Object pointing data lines

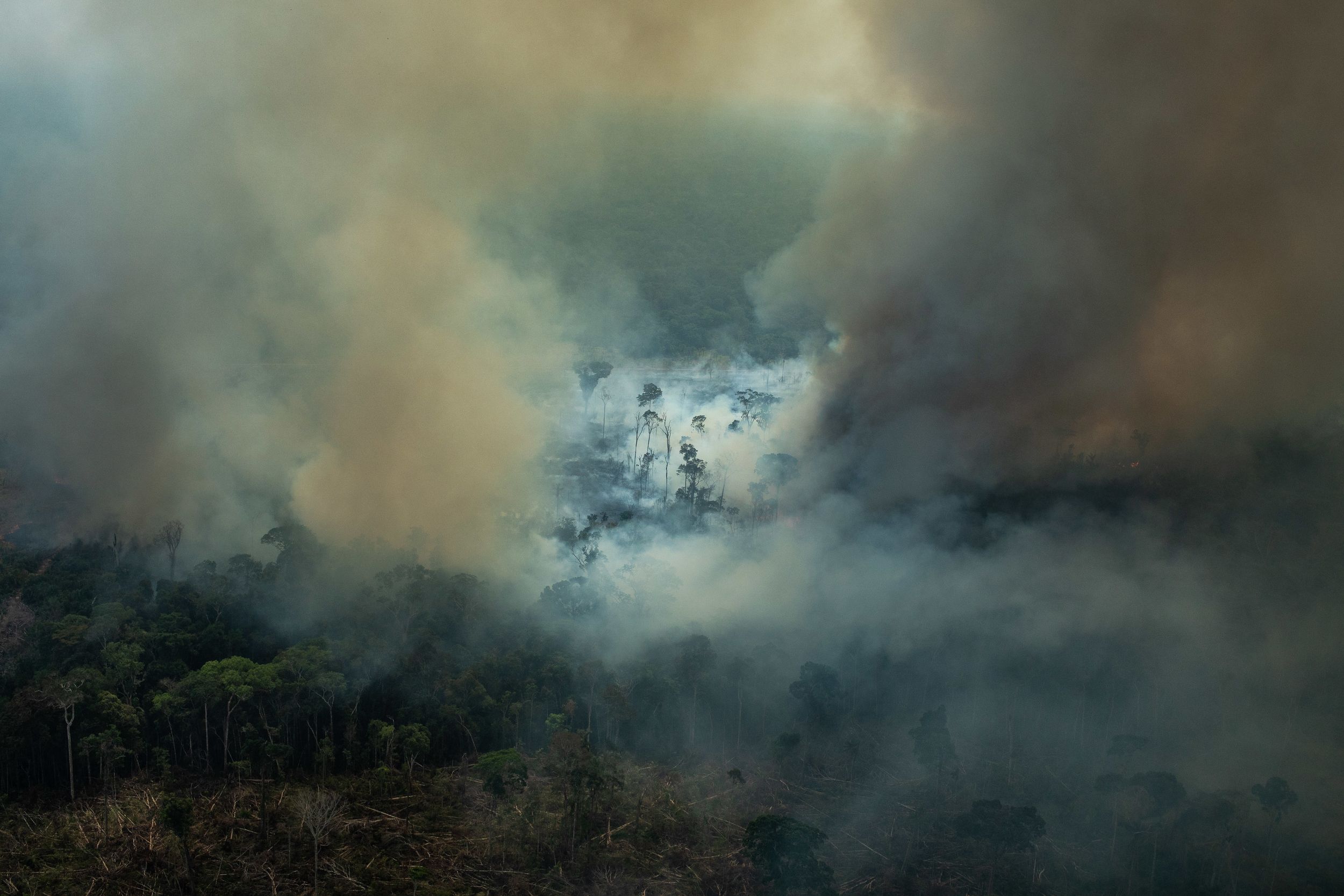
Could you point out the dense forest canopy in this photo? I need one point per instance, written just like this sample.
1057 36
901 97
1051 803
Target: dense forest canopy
681 448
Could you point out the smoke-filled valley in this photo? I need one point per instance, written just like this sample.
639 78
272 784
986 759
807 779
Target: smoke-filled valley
823 447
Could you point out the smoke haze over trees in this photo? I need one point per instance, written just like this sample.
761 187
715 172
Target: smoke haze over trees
810 447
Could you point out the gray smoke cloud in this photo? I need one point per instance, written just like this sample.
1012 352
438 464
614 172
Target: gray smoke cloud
1101 218
242 273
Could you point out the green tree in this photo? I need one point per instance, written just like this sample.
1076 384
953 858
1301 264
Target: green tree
933 743
1002 829
503 773
175 813
784 852
65 693
695 661
1275 797
819 692
778 470
590 374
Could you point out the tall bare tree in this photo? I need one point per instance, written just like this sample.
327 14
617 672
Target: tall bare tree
319 811
170 536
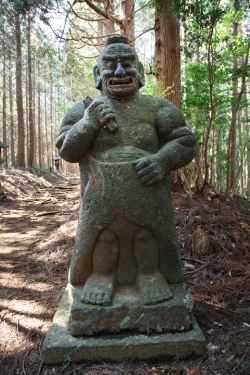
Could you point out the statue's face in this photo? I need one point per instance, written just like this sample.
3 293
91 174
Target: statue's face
119 71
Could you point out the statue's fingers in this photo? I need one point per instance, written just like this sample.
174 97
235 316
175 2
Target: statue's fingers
153 180
106 118
148 176
96 104
143 163
146 170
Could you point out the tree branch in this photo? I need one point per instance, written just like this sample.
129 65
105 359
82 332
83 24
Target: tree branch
99 11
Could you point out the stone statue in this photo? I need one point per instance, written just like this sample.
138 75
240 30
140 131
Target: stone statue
126 145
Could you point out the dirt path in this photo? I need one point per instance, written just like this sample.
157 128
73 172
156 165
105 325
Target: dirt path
29 284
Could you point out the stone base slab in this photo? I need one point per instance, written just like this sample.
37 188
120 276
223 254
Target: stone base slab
59 344
128 313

▶ [Exercise task]
Copy out the lines starting with the one containing "Could you point out the dirt" and running through the last line, requests included. Multiply every answer coordinate by 1.6 and round to whole numbers, with halves rounding up, but leave the sample coordinates inside the requests as they are.

▶ [Solved exercise]
Could you point out the dirt path in this photo? I need one point per instance, written just like this sample.
157 128
73 172
156 165
105 325
Target: dirt path
46 454
Could you point out the stone base slab in this photo? I need one point per instance, written just like this sample.
37 188
120 276
223 254
Target: stone base slab
94 550
205 501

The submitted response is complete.